ABOUT THIS TASK: Output, word for word and without pictures, the lines from the one containing "[point] at the grassy bank" through the final line of the listing below.

DATASET ENTRIES:
+ + + +
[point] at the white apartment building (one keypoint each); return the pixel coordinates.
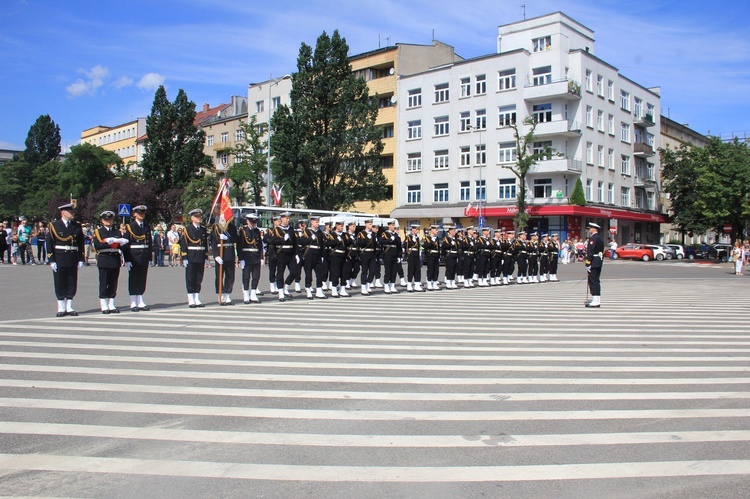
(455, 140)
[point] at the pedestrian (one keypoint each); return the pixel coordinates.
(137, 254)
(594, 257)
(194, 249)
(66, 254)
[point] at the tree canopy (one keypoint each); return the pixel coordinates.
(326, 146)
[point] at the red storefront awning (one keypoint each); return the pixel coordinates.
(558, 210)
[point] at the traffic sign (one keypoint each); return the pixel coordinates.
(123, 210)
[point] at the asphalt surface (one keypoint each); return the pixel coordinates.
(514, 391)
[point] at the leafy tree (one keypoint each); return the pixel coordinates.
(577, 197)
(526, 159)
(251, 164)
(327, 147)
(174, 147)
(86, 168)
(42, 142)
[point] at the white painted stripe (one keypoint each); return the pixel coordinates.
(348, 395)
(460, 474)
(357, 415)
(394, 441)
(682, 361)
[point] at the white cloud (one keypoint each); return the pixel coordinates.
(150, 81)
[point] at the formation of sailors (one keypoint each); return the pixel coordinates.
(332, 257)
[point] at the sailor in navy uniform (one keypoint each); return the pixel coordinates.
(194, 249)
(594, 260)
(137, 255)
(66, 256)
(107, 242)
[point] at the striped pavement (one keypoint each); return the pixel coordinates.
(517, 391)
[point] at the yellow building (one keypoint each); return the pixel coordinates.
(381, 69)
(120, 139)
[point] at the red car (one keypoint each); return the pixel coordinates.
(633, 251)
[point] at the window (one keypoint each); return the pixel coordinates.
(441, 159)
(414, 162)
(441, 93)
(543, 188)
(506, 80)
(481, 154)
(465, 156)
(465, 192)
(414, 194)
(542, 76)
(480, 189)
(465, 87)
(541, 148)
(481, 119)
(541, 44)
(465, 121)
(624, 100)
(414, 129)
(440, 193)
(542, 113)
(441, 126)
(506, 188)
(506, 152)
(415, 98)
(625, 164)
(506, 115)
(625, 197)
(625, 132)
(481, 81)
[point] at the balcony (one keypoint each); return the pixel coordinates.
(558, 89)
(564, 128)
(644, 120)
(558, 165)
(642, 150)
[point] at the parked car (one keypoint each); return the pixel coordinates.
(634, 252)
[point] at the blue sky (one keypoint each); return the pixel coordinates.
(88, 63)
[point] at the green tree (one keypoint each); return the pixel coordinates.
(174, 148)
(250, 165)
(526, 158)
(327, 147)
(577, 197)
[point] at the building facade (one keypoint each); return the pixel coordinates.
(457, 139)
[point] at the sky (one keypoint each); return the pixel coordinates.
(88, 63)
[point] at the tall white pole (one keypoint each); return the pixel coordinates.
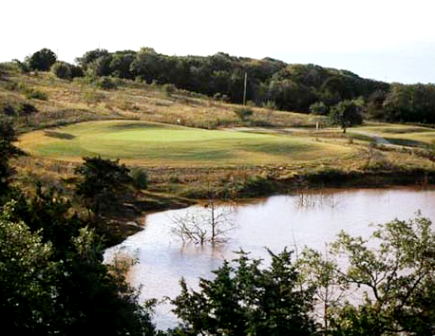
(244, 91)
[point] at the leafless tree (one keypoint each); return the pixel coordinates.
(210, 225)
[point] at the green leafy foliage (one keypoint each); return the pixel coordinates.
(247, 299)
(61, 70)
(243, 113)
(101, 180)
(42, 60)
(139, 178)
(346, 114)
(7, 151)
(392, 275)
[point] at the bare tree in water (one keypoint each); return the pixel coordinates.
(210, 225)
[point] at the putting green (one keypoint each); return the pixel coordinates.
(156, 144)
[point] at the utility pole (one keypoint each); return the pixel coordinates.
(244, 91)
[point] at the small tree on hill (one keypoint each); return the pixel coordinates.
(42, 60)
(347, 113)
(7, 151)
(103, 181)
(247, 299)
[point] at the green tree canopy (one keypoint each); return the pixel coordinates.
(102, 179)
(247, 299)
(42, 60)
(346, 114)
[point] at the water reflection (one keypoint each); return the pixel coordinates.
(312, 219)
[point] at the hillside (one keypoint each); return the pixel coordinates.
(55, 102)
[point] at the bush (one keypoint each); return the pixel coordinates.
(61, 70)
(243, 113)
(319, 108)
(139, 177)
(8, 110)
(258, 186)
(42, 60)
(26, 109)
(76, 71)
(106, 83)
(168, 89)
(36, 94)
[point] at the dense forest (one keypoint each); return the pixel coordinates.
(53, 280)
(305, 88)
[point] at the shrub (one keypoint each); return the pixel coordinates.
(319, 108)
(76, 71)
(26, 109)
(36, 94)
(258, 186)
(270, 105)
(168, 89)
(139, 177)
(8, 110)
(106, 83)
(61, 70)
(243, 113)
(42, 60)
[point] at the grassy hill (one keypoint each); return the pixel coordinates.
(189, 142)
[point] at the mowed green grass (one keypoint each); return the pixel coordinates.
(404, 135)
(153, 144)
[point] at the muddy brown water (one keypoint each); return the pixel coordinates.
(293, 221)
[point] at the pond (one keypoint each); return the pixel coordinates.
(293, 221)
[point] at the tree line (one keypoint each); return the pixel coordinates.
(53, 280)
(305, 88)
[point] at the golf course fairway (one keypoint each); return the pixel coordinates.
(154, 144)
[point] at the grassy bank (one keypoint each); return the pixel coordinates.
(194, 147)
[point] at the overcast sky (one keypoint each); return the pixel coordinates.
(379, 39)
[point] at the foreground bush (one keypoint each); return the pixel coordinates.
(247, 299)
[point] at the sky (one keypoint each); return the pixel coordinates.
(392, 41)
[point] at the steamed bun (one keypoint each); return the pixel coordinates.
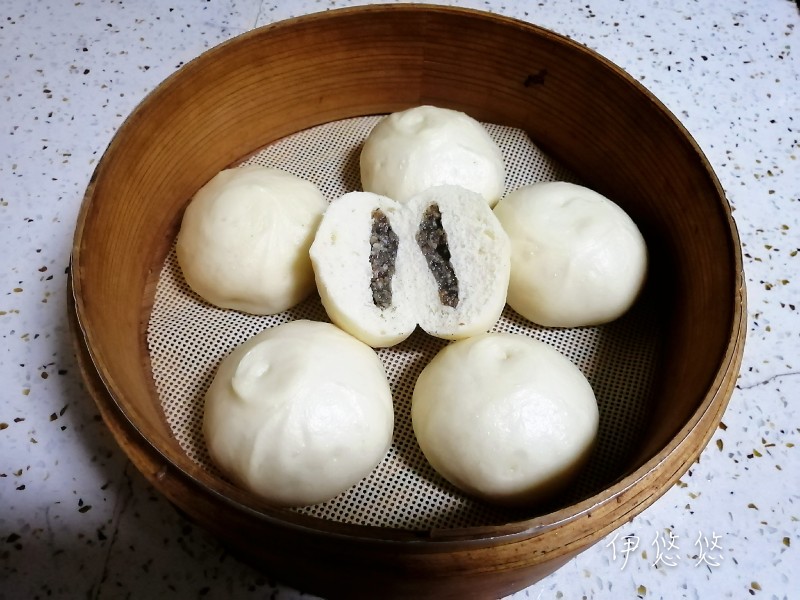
+ + + +
TASK RESULT:
[point] at the grassy bank (one keypoint each); return the pixel coordinates.
(194, 147)
[point] at the overcast sky (one keypoint each); return the pixel coordinates.
(379, 39)
[point] at the foreground bush (one keypoint each); return the pixel coordinates.
(247, 299)
[point] at the sky (one keypoint each); return the pixel coordinates.
(392, 41)
[point] at the steamed bun (one keypoint each); return the pixel coordinates.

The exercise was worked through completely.